**ACTIVITY:** Find each line of the entries with the string "shirt", please, and copy it.
(RECORDS TO PROCESS Opens)
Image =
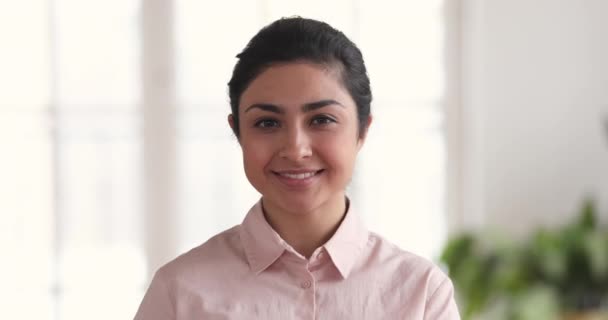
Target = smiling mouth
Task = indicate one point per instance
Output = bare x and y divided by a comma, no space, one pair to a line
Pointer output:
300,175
(RECORDS TO PROCESS Closes)
(RECORDS TO PROCESS Opens)
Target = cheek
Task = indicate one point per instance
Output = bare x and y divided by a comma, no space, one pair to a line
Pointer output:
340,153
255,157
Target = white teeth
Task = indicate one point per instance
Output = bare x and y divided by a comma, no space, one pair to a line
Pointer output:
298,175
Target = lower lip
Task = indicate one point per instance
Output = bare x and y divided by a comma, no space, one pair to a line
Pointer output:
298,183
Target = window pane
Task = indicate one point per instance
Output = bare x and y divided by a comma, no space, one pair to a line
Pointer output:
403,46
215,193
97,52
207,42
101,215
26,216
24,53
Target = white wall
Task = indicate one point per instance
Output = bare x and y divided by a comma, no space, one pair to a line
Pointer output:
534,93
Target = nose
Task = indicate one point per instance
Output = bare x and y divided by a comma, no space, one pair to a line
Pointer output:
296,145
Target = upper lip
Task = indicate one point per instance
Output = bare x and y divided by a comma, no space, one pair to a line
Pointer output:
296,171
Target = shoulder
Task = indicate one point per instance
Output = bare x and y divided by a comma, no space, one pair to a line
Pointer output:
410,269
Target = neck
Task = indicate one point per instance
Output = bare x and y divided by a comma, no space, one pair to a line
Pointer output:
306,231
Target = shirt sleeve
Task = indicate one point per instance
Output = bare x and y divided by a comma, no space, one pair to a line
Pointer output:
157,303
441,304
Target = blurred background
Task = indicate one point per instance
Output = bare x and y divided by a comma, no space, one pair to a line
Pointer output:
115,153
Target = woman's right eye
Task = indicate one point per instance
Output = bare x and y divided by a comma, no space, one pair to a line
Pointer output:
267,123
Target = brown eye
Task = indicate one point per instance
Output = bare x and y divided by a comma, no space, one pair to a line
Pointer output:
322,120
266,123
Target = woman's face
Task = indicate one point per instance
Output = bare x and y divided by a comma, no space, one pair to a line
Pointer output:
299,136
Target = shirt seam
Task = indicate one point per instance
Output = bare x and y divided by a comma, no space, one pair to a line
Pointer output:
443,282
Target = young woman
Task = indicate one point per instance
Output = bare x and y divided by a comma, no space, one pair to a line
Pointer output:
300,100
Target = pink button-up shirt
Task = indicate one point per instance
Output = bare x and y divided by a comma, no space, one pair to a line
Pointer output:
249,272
(RECORDS TO PROCESS Closes)
(RECORDS TO PROCESS Opens)
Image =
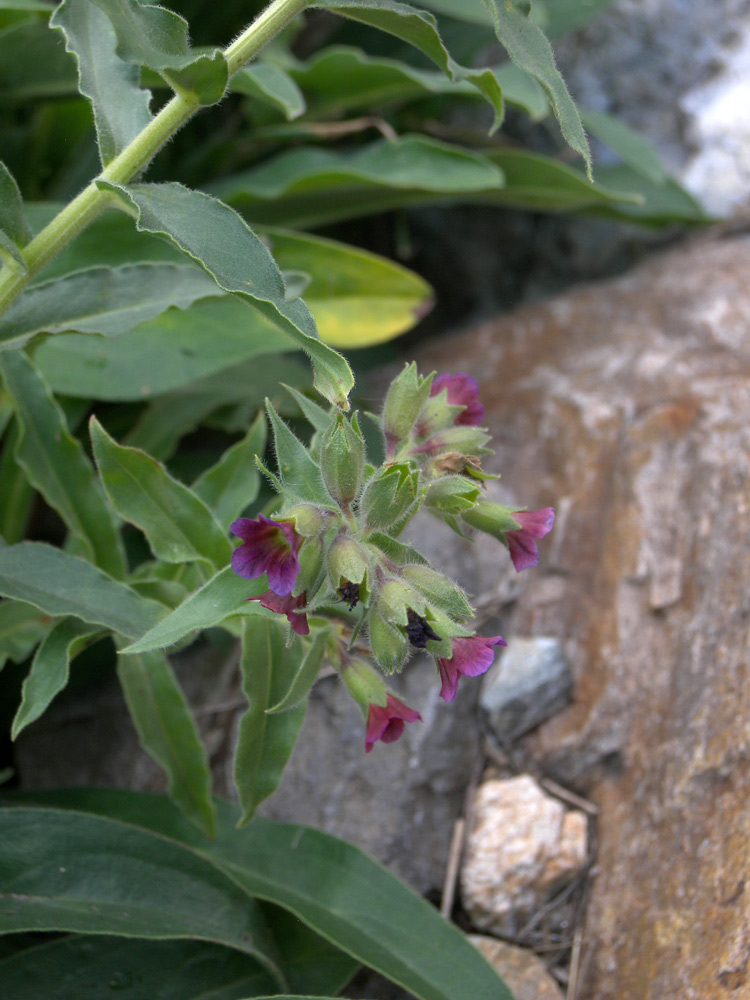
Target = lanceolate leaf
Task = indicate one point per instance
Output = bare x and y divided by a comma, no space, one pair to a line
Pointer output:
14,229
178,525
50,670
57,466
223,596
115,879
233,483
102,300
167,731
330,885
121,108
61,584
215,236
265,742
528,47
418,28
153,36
(RECORDS TO PROCESS Closes)
**ANSWER SECTION:**
Target = shirt sleeve
Target = shirt seam
Target = pink button-up shirt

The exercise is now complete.